**YOUR TASK**
Quote the items below verbatim, line by line.

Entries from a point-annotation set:
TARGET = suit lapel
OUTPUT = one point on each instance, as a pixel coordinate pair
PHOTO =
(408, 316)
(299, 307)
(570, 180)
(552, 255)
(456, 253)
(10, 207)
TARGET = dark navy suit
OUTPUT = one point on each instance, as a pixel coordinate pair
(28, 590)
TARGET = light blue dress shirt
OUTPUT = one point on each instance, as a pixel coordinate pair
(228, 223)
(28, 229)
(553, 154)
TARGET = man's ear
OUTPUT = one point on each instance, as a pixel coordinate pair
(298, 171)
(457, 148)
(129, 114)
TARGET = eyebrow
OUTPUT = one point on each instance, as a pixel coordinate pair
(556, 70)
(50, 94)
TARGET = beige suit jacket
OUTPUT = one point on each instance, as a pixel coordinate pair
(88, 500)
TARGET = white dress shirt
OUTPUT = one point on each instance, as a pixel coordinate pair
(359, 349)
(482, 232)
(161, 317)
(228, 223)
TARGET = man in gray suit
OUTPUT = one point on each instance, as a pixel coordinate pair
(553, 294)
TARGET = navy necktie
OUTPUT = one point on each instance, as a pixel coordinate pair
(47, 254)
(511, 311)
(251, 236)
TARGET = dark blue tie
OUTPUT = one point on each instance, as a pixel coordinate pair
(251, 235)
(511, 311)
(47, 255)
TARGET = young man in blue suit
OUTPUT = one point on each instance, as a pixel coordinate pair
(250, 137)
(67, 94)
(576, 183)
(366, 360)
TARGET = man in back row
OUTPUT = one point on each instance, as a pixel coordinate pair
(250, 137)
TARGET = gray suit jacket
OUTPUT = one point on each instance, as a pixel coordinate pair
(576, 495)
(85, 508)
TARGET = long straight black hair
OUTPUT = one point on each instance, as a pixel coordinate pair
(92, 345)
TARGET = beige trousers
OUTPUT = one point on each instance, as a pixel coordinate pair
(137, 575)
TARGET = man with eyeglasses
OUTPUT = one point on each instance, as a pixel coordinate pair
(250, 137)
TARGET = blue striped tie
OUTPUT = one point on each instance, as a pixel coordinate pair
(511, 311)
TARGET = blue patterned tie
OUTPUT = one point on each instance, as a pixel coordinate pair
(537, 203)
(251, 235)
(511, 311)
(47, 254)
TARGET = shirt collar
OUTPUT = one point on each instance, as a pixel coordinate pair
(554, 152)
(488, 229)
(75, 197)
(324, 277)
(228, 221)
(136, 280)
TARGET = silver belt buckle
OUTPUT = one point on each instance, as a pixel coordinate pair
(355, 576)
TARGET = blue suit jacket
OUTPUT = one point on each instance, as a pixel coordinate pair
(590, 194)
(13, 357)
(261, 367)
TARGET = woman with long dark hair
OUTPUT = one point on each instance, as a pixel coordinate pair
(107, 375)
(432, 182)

**RESULT**
TARGET = suit lapel
OUTPUT = one point on each instance, as a pixel coordinate pair
PHOTO =
(408, 316)
(299, 307)
(570, 180)
(552, 255)
(456, 253)
(10, 207)
TARGET = dark navy suit
OUTPUT = one point on each instance, as a pixel coordinate pair
(28, 590)
TARGET = light blue dress shirt
OUTPUT = one point on each instance, as a pixel coordinate pair
(228, 223)
(28, 229)
(553, 154)
TARGET = man's ear
OUTPUT = one point on each instance, as a pixel coordinate pair
(298, 171)
(457, 148)
(129, 114)
TARGET = eyebrow
OUTPUT = one point on each instance, as a pixel coordinate pair
(556, 70)
(50, 94)
TARGET = beige suit jacket
OUTPUT = one point on each instance, as a pixel coordinate pair
(88, 500)
TARGET = white dress shirt
OUTPUT = one point on each instance, as a pixel coordinate pair
(359, 349)
(482, 232)
(161, 317)
(228, 223)
TARGET = man in gray suit
OUTPUT = one point on each instance, as a pixel coordinate pair
(553, 294)
TARGET = navy necktie
OUTPUT = one point on each instance, as a pixel coordinate pair
(47, 254)
(511, 311)
(251, 236)
TARGET = dark blue tie
OUTPUT = one point on each instance, as a pixel coordinate pair
(251, 235)
(511, 311)
(47, 255)
TARGET = young man in blue suit
OUTPUT = one point on each instance, as a pixel coordinate pair
(250, 137)
(67, 94)
(576, 183)
(366, 360)
TARGET = man in back row
OUTPUT = one point on each instance, as a pixel coordinate pair
(250, 137)
TARGET = gray suit jacket
OUTPUT = one point on each instance, as a pixel coordinate pair
(576, 495)
(85, 508)
TARGET = long straight black hair
OUTPUT = one point on each instance, as a pixel coordinate pair
(92, 345)
TARGET = beige trousers
OUTPUT = one point on each instance, as a pixel coordinate pair
(137, 575)
TARGET = man with eyeglasses
OUTPUT = one point on each instance, as a pixel coordinate pair
(250, 137)
TARGET = blue striped tie
OUTPUT = one point on each instance, as a pixel coordinate pair
(511, 311)
TARGET = blue patterned tie
OUTPUT = one point on each instance, as a pixel coordinate pair
(537, 203)
(251, 235)
(511, 311)
(47, 254)
TARGET = shirt collar
OUTPUT = one point on each instance, as a pixel coordinate pair
(554, 152)
(488, 229)
(75, 197)
(324, 277)
(228, 221)
(136, 280)
TARGET = silver belt buckle
OUTPUT = one point on each instance, as a pixel coordinate pair
(355, 576)
TARGET = blue suit jacket
OUTPUT = one point on each instance, as a pixel coordinate pair
(590, 194)
(13, 357)
(261, 367)
TARGET = woman with long dark hair
OUTPUT = one point on each instance, as a pixel coordinate pair
(107, 375)
(432, 182)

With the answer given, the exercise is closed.